-- begin --
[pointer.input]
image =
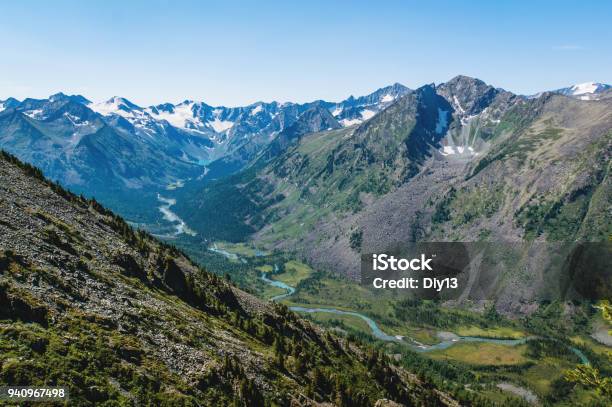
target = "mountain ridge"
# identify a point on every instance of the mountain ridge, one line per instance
(119, 317)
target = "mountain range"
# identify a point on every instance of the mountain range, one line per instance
(117, 150)
(121, 318)
(460, 161)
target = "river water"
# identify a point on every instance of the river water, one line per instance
(447, 339)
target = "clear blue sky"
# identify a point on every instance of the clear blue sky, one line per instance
(238, 52)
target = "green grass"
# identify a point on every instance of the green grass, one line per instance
(494, 332)
(295, 272)
(489, 354)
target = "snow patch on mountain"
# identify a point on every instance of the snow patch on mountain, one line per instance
(178, 117)
(367, 114)
(220, 125)
(350, 122)
(582, 88)
(442, 123)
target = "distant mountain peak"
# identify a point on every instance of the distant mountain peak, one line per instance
(583, 91)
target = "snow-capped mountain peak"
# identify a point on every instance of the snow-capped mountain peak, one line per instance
(582, 88)
(584, 91)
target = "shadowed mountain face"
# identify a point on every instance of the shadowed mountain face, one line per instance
(120, 317)
(462, 161)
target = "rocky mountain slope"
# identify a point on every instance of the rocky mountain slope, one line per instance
(119, 151)
(119, 317)
(461, 161)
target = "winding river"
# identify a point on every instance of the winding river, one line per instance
(447, 339)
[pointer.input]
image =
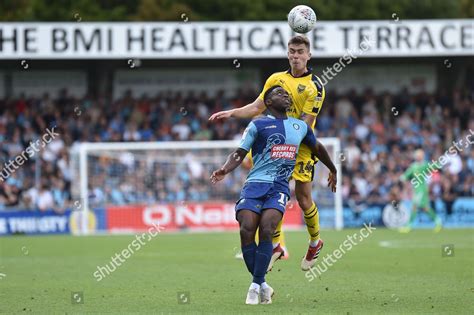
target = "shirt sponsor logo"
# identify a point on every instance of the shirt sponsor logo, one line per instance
(301, 88)
(283, 151)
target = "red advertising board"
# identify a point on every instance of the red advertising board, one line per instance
(195, 216)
-- end --
Exercise objective — Write the full listing out again with every line unchanged, but include no pictures.

Full answer —
[pointer.input]
image =
target = "mountain ridge"
# identify a point on every instance of the mountain ridge, one line per instance
(119, 317)
target = "mountain range"
# identify a point on every instance of the mountain range, one line per instance
(117, 150)
(121, 318)
(460, 161)
target = "river water"
# identify a point on every instance of the river water, one line per instance
(447, 339)
target = "clear blue sky"
# identify a point on every instance of the clear blue sky, one line per instance
(238, 52)
target = "green grass"
# identify a point on every instance of the green grass, one line per instance
(494, 332)
(295, 272)
(489, 354)
target = "snow patch on mountain"
# identify a point on every instance of the snow patch on mountain, one line per instance
(178, 117)
(367, 114)
(220, 125)
(350, 122)
(582, 88)
(442, 123)
target = "distant mountain peak"
# identify a point on every instance of the distant mountain peak, one line per instance
(583, 91)
target = "snow-capped mountain peak"
# identify a point on every instance of the snow-capped mountain peak, one line per instance
(582, 88)
(584, 91)
target = "shadowed mountain face"
# identify a point on every instance of the shadowed mountain face, one line per instance
(120, 317)
(462, 161)
target = "rocky mountain slope"
# identify a point on every instance of the rocky mountain slope, one line per instance
(119, 151)
(119, 317)
(461, 161)
target = "winding river"
# identify a point on every instance of the winding river, one line per instance
(447, 339)
[pointer.input]
image =
target = "shirt sponsor logo"
# identify a point on every instance of the shirt sponsor logo, one line per instance
(301, 88)
(283, 151)
target = "red advertising board"
# identify a point on every instance of the red advertising board, one line per instance
(195, 216)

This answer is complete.